# [Work to do]
1 – In the group-buying text, why is the nationwide jishuku mentality expected to help coupon sales?
2 – Name every coupon-selling service that the group-buying text mentions by name. Leave out the search services and research firms that report on them.

# [Text]
╔══
Groupon Japan And Recruit Pompare Show Strong Recovery After The Quake

Japanese flash coupon vertical search Coupon-JP has just released an April version of sales estimation of major social coupon services [J, pdf] after March report skipped by the quake.

Groupon Japan, which started by US Groupon purchasing a local clone last summer, has been leading the market but got damaged by terrible osechigate at the beginning of 2011. Coupon-JP’s January and February statistics showed its stagnation involving many other clones, and an ads-aggressive follower Ponpare’s catch-up.

By seeing it, there were people (including I) saying that Groupon model may not work for Japan like in US. I also heard some people in industry told that Recruit, who is said to run Ponpare with much lower commission than Groupon Japan, does not really want to succeed on Pompare, but tries to devastate the flash coupon market itself.

However, the April report gives good uptrends of Groupon Japan, 172% of February sales. Recruit Ponpare also recorded 190%. Their day-to-day sales chart gives you an idea how the big disaster affected first, then both gained a lot more sales even before that.

Nationwide jishuku(restraint and thrift) mentality arose after the disasters refrains people from spending money on anything expensive. That should work positively on coupon sales.

About other players, Ikkyu Coupon passed Toku and Sharee but none of their sales threaten the top 2 by numbers.

Study: Post-Quake Sales Of Japanese Group-Buying Sites Down 36%

What’s the overall size of Japan’s market for online group-buying sites? Tokyo-based Luxa (which runs one of these sites/more info here) regularly issues reports on the domestic industry as a whole.

And according to their latest study, the quake and tsunami that hit Japan on March 11 had a rather large negative effect on the sales numbers of the Japan’s group buying sites: total sales just reached 9.7 billion yen (US$117 million) in March 2011, based on 220 sites examined.

This chart from Luxa shows that numbers were actually going up slightly from January to February, following the sharp decline the industry saw right after Osechi gate in December:

Via Venture Now [JP]

Groupon Japan Being Chased Up By Recruit’s Pompare – Maybe Osechigate Affected

Daily deal coupon search service Coupon.jp released [J] their February research on Japanese daily deal coupon service sales by calculating each site’s coupon prices and number of sold tickets.
╚══
(Location annotation dataset excerpts)
╔══
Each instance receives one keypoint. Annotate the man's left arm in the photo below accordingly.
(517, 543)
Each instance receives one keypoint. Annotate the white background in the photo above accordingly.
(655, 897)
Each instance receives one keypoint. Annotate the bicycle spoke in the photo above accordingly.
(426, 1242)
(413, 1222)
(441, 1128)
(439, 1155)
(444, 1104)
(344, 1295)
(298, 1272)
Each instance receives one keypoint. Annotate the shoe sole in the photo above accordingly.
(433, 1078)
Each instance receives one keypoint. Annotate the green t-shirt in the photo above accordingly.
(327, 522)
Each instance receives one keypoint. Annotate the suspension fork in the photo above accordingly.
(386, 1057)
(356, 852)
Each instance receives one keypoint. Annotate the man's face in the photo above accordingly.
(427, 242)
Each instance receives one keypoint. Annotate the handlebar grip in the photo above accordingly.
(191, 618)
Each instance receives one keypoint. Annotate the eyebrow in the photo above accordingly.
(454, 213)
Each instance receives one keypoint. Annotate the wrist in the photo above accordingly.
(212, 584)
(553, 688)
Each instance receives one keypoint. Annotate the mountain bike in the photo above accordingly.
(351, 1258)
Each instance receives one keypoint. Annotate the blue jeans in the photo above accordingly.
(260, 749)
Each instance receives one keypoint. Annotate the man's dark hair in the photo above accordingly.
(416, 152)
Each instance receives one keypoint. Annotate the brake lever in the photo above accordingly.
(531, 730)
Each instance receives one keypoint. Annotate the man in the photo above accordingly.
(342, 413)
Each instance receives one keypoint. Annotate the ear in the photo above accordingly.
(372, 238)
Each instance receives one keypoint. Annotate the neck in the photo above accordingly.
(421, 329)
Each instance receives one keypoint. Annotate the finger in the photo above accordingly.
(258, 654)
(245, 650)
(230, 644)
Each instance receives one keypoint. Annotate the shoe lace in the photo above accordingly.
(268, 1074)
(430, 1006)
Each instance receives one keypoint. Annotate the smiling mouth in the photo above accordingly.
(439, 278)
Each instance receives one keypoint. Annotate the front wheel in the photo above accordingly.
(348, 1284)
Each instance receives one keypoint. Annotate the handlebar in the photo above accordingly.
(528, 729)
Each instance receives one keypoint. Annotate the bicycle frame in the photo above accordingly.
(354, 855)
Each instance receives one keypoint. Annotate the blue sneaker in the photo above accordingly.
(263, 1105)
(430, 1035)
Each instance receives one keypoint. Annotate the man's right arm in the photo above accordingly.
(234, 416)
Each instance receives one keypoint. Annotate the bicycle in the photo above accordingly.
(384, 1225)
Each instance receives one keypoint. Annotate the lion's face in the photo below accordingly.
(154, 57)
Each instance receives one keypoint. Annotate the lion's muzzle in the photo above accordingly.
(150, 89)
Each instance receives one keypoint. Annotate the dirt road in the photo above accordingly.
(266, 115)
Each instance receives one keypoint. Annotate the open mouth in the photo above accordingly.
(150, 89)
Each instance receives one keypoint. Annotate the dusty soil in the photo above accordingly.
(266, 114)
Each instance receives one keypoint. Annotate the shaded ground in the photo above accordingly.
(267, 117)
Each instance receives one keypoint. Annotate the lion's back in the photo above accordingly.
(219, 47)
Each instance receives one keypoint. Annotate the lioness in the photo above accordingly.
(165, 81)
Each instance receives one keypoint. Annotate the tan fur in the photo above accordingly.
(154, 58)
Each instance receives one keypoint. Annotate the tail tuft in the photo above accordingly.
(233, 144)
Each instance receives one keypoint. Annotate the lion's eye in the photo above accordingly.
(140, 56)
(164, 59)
╚══
# [Answers to the exercises]
1 – After the disasters, the jishuku (restraint and thrift) mentality keeps people from spending money on anything expensive. The group-buying text says this should work positively on coupon sales.

2 – Groupon Japan, Ponpare (also spelled Pompare), Ikkyu Coupon, Toku, Sharee